* [Alıştırmanın amacı] Türkiye'deki jeotermal enerji santrallerinin çevresel ve toplumsal sorunlarını ele alan metni, son cümlesinin ardından kaldığı yerden sürdürün.

* [Verilen metin]
Türkiye’deki JES’lere ilişkin ekolojik sorunlardan ikincisi, “hava kirliliğidir”.
Türkiye’deki JES’lerin büyük çoğunluğunun yer aldığı Menderes Masifi’ndeki kayaç yapısının karbonat içeren kayalardan oluşması sebebiyle, JES’lerin
emisyon düzeyleri kömürlü termik santrallerden bile yüksektir. Fakat jeotermal enerji, yenilenebilir bir kaynak olarak kabul edildiğinden ülkemizde JES’lerin CO2 salımını sınırlayan veya bunları raporlama yükümlülüğü getiren bir yasal düzenleme bulunmamaktadır. Türkiye’deki JES’lerin büyük çoğunluğunun çevresel anlamda sürdürülebilir olduğunu savunmak güçtür. Jeotermal enerjinin gerçek anlamda çevre dostu bir enerji kaynağı olarak kullanılabilmesi için devletin santrallerin sondaj, kurulum ve işletim safhalarında çevreye zararlı akışkan ve gazların salımının önüne geçecek denetimler gerçekleştirmesi gerekmektedir. Yatırımcıların ise kirleticilerin bertaraf edilmesi için gerekli teknolojilerin maliyetine katlanması elzemdir. Kısa vadede kaçınılan kimi maliyetlerin, uzun vadede bizleri daha ciddi maliyetlerle karşı karşıya bırakabileceği unutulmamalıdır.
Toplumsal sürdürülebilirlik, toplumun karar alım süreçlerine katılımı, sağlığının güvence altına alınması ve kaynakların adil dağılımıyla mümkündür. Ülkemizde halkın yatırımlara dair karar alım süreçlerine katılımını sağlamak amacıyla yürürlüğe konulan ÇED mevzuatının etkin bir şekilde işletilmediği görülmektedir.
Türkiye’deki ÇED sürecinde, AB ÇED Yönergesinde gibi “erken ve etkili bir katılım olanağı”, “yeterli bir süre” ve “makul bir süre” hususları yoktur. Jeotermal projeleri sadece proje kapasite yönünden değil “projenin fiziksel/sosyo-ekonomik, doğrudan/dolaylı, uzun vadeli/kısa vadeli, niteliksel/niceliksel, kümülatif etkileri ile birlikte konumu”nun da değerlendirmeye katılması gerekir.

* [Verilen kayıtlar]
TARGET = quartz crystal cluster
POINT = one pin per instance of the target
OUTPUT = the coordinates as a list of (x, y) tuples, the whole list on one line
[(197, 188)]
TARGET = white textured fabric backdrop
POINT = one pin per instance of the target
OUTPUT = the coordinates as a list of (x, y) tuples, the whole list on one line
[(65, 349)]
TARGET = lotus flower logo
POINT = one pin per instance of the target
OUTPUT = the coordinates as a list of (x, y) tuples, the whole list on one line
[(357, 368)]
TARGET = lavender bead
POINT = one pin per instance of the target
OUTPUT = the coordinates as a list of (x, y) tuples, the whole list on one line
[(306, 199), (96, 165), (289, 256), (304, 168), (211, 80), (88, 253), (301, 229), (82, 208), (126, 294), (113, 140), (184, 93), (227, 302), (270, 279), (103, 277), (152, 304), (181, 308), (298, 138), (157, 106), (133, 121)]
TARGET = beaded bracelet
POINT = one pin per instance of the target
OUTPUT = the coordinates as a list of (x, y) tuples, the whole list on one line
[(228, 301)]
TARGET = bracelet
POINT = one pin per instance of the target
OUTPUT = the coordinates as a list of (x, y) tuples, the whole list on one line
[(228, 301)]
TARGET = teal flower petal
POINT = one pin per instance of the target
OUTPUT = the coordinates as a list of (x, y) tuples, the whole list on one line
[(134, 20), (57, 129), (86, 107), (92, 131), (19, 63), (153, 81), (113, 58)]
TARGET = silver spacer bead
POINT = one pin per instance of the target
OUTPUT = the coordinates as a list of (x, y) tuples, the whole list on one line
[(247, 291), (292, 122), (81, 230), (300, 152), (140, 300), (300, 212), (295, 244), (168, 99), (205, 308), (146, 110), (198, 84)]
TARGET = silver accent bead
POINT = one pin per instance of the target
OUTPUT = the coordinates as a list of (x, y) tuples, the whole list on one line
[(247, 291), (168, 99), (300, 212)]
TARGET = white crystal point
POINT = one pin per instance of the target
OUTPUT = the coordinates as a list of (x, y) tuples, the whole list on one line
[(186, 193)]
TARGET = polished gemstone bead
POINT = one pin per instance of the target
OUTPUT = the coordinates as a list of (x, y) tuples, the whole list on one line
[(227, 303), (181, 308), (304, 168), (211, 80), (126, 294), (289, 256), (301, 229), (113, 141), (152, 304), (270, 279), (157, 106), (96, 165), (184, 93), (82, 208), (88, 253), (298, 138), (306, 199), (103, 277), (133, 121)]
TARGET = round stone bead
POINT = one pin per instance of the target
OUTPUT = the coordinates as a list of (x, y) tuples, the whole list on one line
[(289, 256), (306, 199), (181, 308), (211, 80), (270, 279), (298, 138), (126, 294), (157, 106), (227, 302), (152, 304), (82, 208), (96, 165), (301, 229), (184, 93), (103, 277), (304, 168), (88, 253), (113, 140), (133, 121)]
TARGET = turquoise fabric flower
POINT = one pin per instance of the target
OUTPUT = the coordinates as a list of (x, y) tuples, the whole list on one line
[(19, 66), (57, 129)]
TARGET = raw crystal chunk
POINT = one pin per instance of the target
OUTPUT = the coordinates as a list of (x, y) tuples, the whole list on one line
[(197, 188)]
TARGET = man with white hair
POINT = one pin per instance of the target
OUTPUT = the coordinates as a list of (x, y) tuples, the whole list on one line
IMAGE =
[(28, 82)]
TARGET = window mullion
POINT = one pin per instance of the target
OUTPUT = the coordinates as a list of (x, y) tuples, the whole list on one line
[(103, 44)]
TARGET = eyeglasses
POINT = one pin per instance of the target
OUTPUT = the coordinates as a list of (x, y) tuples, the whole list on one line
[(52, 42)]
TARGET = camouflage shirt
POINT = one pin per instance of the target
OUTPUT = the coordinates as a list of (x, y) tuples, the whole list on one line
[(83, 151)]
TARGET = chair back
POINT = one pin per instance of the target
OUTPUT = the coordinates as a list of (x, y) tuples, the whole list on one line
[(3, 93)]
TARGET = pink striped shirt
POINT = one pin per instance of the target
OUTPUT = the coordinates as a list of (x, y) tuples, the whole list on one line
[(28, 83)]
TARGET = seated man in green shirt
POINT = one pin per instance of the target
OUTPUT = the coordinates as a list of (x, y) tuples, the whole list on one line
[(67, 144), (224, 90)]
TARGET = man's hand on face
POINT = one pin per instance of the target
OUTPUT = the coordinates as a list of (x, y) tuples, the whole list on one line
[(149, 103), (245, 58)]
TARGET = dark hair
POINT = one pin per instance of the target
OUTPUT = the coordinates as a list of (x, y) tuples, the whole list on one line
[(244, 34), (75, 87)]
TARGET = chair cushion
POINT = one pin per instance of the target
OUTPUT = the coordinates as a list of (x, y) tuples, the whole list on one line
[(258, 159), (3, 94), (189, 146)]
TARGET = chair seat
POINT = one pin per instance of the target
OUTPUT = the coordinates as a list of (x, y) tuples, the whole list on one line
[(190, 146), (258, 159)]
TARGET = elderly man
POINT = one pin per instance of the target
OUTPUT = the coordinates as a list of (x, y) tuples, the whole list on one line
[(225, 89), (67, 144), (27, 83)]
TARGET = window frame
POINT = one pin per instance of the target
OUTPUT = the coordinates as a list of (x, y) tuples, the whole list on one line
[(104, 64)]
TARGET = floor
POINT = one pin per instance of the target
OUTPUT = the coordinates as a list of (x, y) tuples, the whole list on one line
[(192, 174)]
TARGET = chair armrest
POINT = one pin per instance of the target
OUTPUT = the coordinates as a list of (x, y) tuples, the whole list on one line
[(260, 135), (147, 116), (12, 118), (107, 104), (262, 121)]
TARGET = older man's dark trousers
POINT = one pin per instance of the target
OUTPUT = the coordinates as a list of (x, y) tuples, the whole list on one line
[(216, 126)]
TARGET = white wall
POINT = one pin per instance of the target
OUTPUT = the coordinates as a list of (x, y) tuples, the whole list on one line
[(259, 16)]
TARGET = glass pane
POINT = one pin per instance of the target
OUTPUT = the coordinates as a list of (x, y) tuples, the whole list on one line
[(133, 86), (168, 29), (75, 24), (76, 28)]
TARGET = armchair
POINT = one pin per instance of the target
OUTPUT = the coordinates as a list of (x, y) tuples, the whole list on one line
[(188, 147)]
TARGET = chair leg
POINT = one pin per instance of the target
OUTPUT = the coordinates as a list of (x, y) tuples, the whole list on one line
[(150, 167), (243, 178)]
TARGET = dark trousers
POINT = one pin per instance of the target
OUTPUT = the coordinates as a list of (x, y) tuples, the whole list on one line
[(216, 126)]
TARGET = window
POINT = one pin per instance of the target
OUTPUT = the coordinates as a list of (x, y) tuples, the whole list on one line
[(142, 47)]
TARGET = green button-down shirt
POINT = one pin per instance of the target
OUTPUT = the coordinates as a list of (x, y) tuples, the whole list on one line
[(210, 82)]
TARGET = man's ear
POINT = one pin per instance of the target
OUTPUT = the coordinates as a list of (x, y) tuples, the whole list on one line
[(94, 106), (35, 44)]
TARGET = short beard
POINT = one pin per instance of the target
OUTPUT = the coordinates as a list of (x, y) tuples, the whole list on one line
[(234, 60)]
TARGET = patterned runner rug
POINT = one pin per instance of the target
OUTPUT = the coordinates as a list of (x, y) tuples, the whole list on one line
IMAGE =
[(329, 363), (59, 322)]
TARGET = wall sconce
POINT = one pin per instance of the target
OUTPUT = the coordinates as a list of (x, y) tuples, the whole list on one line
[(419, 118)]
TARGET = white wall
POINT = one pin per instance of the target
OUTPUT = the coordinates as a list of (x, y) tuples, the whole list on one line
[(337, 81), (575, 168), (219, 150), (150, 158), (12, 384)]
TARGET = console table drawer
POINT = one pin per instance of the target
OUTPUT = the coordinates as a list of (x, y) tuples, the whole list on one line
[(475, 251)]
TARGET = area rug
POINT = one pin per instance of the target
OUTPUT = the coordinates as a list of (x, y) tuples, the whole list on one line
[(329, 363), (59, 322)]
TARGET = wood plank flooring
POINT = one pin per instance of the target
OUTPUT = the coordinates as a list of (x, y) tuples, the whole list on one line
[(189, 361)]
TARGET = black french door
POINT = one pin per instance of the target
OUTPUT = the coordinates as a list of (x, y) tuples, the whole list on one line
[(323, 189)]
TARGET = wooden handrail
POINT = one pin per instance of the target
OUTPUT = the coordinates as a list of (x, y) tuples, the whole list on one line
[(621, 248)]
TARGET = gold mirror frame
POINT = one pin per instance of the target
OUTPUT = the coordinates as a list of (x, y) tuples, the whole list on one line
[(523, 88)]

* [Görevin sonucu]
ÇED’de belirli bir bölgede hayata geçirilecek farklı projelerin kümülatif etkisine yeterince temas edilmemesi ve ÇED raporuna tabi olup olmama hususunda her projenin tek başına ele alınması isabetli değildir. Bu aksaklık, Aydın ilinde dar bir coğrafyada çok sayıda JES’in “ÇED gerekli değildir” veya “ÇED olumlu” kararı almasının önünü açmış, uygulamalar yürürlüğe girmiştir. Aydın ili yüzölçümünün yüzde 59’u 2007’de yasalaşan Jeotermal Kaynaklar ve Doğal Mineralli Sular Kanunu ile jeotermal enerji faaliyetlerine açılmıştır. Türkiye’deki jeotermal sahalarının yüzde 85’i de Aydın’da yer almaktadır. Faal haldeki JES’lerin yüzde 50’de Aydın’dadır. Bunlarında yüzde 38’i Germencik’te yer almaktadır. Bugün tüm Avrupa kıtasında jeotermal kaynaklara bağlı üretilen elektriğin yüzde 24’ü Aydın’da üretilmektedir. Aydın ili yüzölçümü ise Avrupa kıtasının 10 binde 7’si kadar toprak parçasına sahiptir. Söz konusu JES’den doğaya salınan akışkan ve gazlarla ilgili gerekli tedbirler alınmaması, bölgedeki kirliliğin toplumsal sürdürülebilirliğin önemli bir unsuru olan halk sağlığı üzerinde tehdit oluşturmasına sebep olmuştur. Aydın ilinde arazilerin büyük çoğunluğunun jeotermal sondajı ve santral kurulum çalışmaları için tahsis edilmiş olması, santralin tarım üzerindeki olumsuz etkileriyle birleşince yerel halkın ekonomik faaliyetleri de risk altına girmektedir.
Toplumsal sürdürülebilirlik, kaynakların adil dağılımını öngörürken, burada santralleri kuran yatırımcıların kazanç sağladığı, yerel halkın ise geçimlik tarım faaliyetlerini eskisi gibi sürdüremez hale geldiği bir durum söz konusudur.
Böylesi durumlar olmasına rağmen her bir JES projesinin idare tarafından yalıtılmış bir şekilde ele alınarak “ÇED gerekli değildir” veya “ÇED olumlu” kararı verilmesi, bölgedeki toplumsal hayatı ve halk sağlığını santrallerin etkilerine karşı korunmasız bırakmaktadır.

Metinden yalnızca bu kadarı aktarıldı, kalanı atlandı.